Exercise aim>
Write out the entries, please, from the line containing "on the banner" through their final line, exactly and with nothing else.

[Start of Rows]

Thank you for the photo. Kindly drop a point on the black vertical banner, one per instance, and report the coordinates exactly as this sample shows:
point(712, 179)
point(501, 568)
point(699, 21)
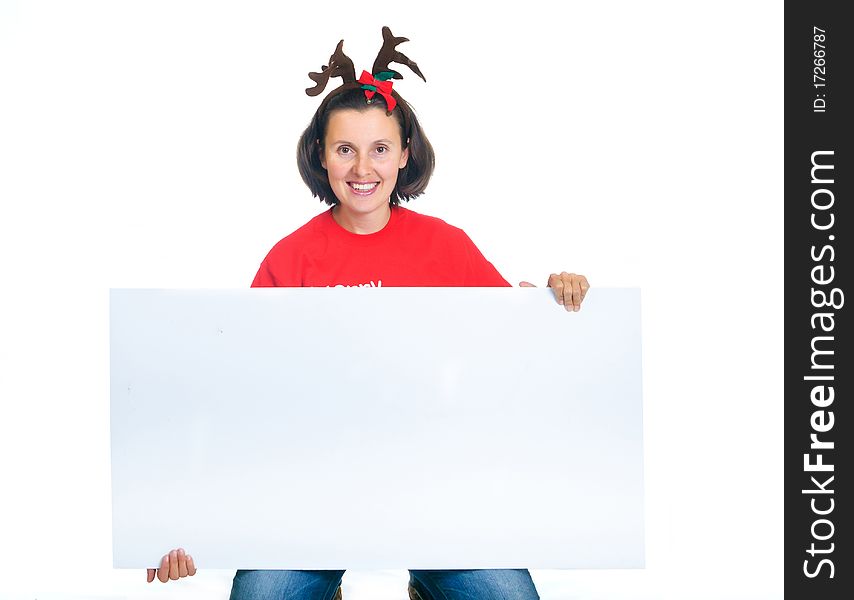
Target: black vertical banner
point(819, 364)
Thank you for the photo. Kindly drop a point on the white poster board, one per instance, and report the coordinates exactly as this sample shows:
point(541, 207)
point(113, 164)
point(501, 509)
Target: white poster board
point(422, 428)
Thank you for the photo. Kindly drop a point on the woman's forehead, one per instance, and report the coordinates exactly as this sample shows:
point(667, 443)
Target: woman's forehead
point(371, 124)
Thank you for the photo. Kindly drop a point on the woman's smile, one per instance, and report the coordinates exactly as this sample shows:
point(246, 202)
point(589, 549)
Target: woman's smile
point(362, 155)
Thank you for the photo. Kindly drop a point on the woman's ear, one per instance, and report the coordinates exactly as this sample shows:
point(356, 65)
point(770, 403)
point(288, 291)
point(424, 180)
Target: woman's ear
point(320, 154)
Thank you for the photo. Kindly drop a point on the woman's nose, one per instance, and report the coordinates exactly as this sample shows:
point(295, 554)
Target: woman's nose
point(362, 165)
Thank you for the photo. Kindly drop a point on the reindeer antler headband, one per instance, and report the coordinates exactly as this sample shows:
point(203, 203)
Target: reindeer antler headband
point(376, 82)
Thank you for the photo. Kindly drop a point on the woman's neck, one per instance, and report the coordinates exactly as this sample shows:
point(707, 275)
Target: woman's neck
point(362, 223)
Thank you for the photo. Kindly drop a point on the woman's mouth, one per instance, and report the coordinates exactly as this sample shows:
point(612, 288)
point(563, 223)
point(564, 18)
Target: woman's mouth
point(363, 189)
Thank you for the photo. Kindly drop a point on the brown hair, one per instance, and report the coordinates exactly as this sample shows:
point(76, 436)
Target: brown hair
point(411, 180)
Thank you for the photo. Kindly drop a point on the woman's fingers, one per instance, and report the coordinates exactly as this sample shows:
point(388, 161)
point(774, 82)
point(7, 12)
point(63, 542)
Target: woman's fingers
point(182, 563)
point(556, 283)
point(569, 289)
point(173, 565)
point(163, 571)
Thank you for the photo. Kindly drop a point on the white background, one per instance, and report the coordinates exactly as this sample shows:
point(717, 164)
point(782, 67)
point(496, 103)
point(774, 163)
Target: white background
point(151, 144)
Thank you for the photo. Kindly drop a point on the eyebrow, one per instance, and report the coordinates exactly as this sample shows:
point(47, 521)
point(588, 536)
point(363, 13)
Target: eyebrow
point(383, 141)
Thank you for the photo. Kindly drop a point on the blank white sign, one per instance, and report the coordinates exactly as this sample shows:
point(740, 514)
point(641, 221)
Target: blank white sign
point(420, 428)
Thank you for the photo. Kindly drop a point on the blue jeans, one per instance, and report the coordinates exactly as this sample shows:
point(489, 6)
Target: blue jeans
point(479, 584)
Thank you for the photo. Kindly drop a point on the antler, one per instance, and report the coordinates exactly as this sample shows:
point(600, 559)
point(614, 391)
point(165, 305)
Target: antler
point(340, 65)
point(388, 55)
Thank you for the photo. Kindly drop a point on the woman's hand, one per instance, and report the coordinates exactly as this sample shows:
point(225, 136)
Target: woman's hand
point(174, 565)
point(569, 289)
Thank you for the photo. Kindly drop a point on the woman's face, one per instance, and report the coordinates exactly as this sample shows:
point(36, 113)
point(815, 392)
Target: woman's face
point(362, 154)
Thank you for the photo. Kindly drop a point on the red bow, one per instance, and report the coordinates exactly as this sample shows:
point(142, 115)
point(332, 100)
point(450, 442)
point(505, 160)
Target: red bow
point(383, 87)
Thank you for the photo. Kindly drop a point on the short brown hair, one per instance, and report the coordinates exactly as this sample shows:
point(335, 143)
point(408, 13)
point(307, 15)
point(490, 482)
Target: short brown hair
point(411, 180)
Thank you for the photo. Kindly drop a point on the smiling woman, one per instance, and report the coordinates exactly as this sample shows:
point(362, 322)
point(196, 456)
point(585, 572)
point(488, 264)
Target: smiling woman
point(362, 168)
point(363, 153)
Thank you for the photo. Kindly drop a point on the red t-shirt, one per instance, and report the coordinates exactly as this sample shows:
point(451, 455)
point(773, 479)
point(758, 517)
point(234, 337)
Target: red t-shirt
point(412, 250)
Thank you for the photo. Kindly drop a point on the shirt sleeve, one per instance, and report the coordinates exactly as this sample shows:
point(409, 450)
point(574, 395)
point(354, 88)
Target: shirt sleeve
point(479, 271)
point(264, 277)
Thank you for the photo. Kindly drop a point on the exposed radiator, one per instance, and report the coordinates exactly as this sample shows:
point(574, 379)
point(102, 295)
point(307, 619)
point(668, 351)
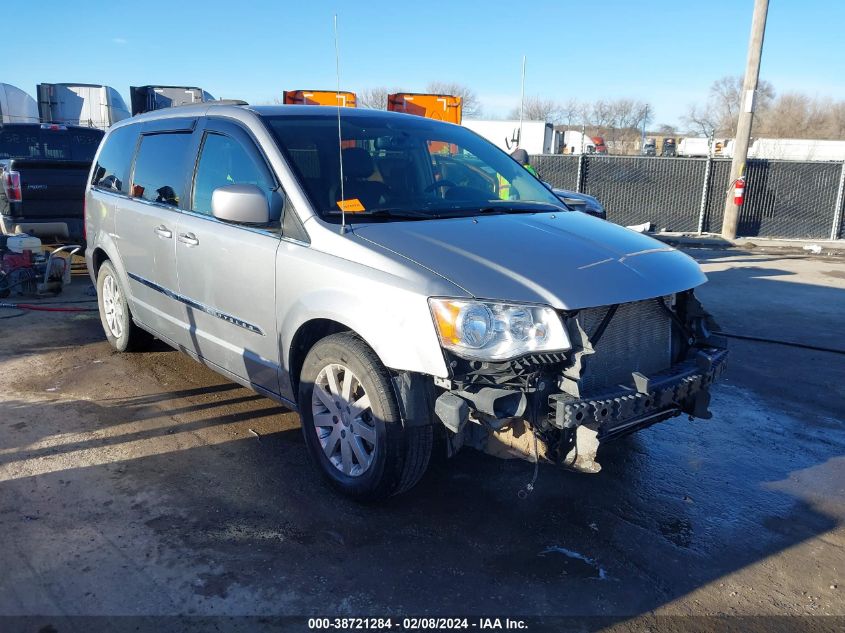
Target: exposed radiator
point(638, 338)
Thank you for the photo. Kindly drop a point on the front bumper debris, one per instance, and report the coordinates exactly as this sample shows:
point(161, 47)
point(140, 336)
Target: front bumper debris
point(683, 388)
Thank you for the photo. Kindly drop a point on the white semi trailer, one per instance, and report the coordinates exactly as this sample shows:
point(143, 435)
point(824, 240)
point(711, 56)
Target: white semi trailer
point(535, 137)
point(89, 105)
point(16, 106)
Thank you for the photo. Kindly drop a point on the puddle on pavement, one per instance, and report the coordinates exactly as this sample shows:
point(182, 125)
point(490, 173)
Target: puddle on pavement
point(677, 531)
point(550, 563)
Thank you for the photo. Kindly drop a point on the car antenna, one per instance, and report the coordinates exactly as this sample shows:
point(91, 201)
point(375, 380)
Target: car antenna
point(339, 135)
point(521, 104)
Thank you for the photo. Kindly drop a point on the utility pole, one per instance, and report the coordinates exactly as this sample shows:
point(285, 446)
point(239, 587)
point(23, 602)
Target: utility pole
point(746, 113)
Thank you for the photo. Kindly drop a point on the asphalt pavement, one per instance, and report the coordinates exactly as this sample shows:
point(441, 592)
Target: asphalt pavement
point(145, 484)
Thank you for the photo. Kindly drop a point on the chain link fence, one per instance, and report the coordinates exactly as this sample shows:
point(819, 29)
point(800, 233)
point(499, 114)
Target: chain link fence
point(784, 199)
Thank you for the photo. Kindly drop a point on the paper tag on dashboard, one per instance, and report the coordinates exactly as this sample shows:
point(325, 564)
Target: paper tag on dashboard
point(353, 205)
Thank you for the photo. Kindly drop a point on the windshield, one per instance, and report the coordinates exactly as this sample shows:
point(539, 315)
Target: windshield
point(31, 141)
point(404, 167)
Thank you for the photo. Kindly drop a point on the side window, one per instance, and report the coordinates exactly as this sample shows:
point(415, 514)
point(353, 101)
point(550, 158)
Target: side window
point(160, 167)
point(112, 170)
point(225, 161)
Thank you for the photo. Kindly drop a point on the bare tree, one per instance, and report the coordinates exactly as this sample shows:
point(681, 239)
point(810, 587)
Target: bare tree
point(374, 98)
point(570, 112)
point(700, 121)
point(470, 102)
point(718, 116)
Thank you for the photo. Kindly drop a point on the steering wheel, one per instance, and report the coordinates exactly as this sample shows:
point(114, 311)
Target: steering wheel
point(439, 183)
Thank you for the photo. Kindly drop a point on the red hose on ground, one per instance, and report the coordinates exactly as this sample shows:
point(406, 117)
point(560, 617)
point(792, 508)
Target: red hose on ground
point(31, 306)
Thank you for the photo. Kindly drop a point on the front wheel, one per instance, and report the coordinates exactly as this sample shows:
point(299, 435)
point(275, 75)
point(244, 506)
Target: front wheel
point(121, 332)
point(351, 422)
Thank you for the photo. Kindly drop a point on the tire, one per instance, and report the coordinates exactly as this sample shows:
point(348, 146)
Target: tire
point(115, 315)
point(381, 457)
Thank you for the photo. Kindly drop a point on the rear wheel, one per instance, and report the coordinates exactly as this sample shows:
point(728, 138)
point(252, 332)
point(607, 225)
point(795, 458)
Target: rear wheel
point(351, 422)
point(121, 332)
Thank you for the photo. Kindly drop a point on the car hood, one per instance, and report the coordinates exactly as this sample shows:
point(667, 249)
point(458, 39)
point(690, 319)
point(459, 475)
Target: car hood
point(567, 260)
point(566, 193)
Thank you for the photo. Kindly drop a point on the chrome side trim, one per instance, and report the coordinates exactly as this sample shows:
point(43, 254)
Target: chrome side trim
point(197, 305)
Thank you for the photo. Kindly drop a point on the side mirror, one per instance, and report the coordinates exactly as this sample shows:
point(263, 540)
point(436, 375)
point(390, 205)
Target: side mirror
point(240, 204)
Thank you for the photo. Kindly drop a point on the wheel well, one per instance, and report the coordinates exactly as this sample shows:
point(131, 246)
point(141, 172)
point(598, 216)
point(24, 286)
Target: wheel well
point(305, 338)
point(99, 257)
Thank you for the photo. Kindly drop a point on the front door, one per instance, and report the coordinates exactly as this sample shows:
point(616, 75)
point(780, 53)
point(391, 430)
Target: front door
point(146, 225)
point(227, 271)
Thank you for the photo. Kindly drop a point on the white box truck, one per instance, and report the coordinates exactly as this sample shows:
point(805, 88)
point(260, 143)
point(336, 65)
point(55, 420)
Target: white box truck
point(701, 147)
point(89, 105)
point(16, 106)
point(535, 137)
point(148, 98)
point(797, 149)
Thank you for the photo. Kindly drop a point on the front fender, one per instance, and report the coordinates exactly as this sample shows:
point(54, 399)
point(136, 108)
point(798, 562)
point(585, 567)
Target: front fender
point(388, 310)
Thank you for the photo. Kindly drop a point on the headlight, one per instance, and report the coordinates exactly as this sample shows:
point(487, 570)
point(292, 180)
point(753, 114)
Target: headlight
point(484, 330)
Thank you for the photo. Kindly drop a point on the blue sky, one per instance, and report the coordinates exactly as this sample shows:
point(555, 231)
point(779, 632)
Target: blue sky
point(665, 52)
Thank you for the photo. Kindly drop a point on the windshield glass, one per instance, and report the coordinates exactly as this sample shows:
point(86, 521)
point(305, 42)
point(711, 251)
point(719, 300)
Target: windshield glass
point(31, 141)
point(404, 167)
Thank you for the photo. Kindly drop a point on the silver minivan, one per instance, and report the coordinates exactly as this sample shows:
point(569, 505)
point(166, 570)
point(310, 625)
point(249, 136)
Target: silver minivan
point(396, 280)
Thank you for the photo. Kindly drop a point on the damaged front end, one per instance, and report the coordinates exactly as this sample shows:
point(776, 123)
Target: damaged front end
point(630, 365)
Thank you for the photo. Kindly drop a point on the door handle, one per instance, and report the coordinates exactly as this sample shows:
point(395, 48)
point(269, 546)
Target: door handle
point(189, 238)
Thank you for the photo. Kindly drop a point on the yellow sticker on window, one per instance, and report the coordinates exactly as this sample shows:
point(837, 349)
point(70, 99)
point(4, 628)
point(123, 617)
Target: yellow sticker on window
point(353, 205)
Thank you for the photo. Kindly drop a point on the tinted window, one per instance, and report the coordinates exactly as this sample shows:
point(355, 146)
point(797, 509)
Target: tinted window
point(160, 168)
point(403, 167)
point(112, 170)
point(224, 161)
point(31, 141)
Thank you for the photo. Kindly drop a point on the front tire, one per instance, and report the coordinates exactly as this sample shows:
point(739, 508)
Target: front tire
point(351, 422)
point(115, 316)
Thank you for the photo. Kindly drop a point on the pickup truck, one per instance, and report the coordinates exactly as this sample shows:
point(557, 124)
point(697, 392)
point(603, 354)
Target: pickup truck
point(43, 171)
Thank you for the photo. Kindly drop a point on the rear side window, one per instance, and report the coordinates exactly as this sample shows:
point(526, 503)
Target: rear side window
point(160, 168)
point(224, 161)
point(112, 170)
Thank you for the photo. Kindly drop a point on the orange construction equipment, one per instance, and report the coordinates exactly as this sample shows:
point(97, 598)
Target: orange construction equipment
point(321, 97)
point(441, 107)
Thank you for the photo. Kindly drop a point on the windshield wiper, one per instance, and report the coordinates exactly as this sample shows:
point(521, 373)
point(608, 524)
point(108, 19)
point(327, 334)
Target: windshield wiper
point(407, 214)
point(519, 209)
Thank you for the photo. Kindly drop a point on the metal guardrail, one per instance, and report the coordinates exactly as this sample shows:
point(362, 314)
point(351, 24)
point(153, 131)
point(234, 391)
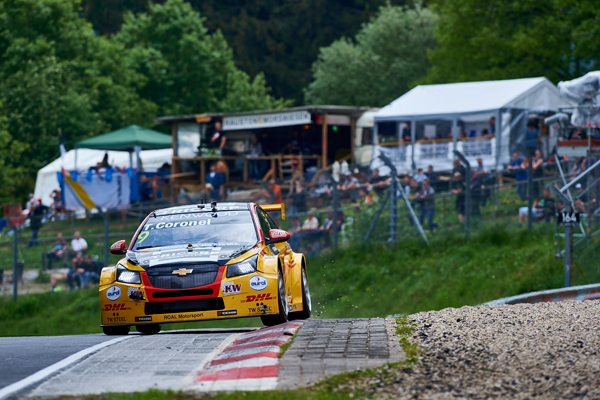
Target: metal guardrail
point(584, 292)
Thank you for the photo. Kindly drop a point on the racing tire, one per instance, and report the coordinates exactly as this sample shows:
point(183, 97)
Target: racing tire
point(148, 329)
point(115, 330)
point(306, 300)
point(282, 317)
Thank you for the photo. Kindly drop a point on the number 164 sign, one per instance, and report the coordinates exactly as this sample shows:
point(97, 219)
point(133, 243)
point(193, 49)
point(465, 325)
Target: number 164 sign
point(568, 218)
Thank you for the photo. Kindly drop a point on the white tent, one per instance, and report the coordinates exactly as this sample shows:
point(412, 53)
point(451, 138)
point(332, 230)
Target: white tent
point(82, 159)
point(435, 111)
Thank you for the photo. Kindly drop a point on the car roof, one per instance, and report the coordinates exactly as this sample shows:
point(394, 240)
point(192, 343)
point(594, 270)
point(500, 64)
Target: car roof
point(190, 208)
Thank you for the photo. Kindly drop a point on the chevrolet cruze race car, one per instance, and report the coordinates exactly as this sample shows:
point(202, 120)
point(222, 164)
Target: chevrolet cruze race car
point(204, 262)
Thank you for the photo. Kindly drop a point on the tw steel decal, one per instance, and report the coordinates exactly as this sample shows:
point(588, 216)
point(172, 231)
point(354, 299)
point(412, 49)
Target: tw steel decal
point(259, 297)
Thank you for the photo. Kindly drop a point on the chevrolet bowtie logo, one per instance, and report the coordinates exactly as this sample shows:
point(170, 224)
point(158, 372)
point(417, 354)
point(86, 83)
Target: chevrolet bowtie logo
point(182, 272)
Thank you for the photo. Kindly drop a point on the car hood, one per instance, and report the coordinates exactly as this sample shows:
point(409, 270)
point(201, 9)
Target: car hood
point(181, 254)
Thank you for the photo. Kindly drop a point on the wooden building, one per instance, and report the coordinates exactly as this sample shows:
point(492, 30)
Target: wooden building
point(293, 140)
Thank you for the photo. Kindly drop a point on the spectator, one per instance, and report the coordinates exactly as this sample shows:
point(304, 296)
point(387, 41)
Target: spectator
point(218, 139)
point(276, 190)
point(532, 138)
point(295, 233)
point(493, 126)
point(57, 251)
point(426, 198)
point(299, 196)
point(215, 183)
point(352, 187)
point(543, 207)
point(377, 182)
point(406, 134)
point(254, 165)
point(518, 166)
point(481, 181)
point(420, 176)
point(56, 200)
point(35, 222)
point(537, 169)
point(458, 189)
point(91, 271)
point(73, 275)
point(311, 223)
point(431, 175)
point(78, 244)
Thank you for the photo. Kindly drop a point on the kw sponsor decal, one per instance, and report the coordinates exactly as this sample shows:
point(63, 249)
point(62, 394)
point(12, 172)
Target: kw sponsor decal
point(113, 293)
point(259, 310)
point(113, 320)
point(231, 288)
point(135, 294)
point(116, 307)
point(258, 297)
point(258, 283)
point(185, 316)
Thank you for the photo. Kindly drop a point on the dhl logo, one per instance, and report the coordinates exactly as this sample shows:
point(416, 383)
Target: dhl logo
point(116, 307)
point(259, 297)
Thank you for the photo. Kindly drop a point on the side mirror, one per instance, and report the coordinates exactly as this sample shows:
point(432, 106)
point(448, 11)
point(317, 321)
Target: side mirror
point(278, 236)
point(119, 247)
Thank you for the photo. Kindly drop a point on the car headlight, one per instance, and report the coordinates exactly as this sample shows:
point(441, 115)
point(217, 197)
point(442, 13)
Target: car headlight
point(126, 276)
point(247, 266)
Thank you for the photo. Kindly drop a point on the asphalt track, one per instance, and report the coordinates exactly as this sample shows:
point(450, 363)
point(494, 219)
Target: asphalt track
point(202, 360)
point(21, 357)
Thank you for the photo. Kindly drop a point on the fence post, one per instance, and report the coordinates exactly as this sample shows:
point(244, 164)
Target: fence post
point(335, 212)
point(15, 261)
point(530, 193)
point(467, 165)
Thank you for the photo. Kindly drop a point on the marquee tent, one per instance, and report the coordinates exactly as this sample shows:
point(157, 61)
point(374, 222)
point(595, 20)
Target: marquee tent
point(128, 139)
point(82, 159)
point(436, 111)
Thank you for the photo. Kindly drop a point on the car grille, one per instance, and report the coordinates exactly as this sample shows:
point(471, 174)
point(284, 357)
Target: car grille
point(167, 307)
point(201, 275)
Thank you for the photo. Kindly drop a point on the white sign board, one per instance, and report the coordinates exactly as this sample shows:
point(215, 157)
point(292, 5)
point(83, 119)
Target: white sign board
point(266, 120)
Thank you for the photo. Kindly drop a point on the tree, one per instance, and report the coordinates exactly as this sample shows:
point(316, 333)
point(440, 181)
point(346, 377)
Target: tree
point(504, 39)
point(186, 69)
point(56, 73)
point(380, 64)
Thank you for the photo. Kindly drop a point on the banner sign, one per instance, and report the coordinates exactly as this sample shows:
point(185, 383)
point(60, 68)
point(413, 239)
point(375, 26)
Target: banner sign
point(266, 120)
point(106, 191)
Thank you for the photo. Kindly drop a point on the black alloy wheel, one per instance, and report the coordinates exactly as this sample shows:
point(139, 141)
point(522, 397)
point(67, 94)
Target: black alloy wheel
point(306, 300)
point(115, 330)
point(148, 329)
point(282, 316)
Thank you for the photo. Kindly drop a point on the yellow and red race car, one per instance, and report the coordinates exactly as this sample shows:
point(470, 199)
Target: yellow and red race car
point(204, 262)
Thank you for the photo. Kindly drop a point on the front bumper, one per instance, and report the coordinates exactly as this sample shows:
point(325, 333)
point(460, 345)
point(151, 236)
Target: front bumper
point(126, 304)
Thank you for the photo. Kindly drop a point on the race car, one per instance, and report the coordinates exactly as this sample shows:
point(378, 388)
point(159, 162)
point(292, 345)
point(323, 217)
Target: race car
point(204, 262)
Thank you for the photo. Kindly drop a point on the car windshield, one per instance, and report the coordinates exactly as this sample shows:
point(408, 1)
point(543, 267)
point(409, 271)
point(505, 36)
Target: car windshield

[End of Rows]

Output of the task>
Thank you for the photo. Kindly drop a point on the banner sign, one per instance, and report the coordinates exactly as this sample shows:
point(185, 383)
point(60, 68)
point(413, 239)
point(375, 26)
Target: banner sign
point(266, 120)
point(106, 191)
Thank you for the photo. Kindly drop a point on the black alloy wheel, one per instance, and report the coordinates exactly as this sample shows:
point(139, 141)
point(522, 397)
point(67, 94)
Target: black alloy wheel
point(306, 300)
point(115, 330)
point(148, 329)
point(282, 316)
Thank you for the photo. Kindly drop a point on the yellow and red race car, one per instance, and report the coordinates exactly as this sample shows:
point(470, 199)
Target: yellow and red race car
point(204, 262)
Thank you for the photo. Kindly drop a point on the front bumper, one per instance, and report the coordinates exactly as this sample shows:
point(325, 333)
point(460, 345)
point(151, 236)
Target: front bumper
point(126, 304)
Thank you for the photo. Kindly drop a point on the race car, one per instance, and report the coordinates exactly as this sample shows:
point(378, 388)
point(159, 162)
point(292, 345)
point(323, 217)
Target: race car
point(204, 262)
Thank you for the photo. Kindly drop a point on the car windshield, one per instance, and report the coordinates exactly as this sample shows:
point(408, 1)
point(543, 267)
point(409, 271)
point(505, 36)
Target: car windshield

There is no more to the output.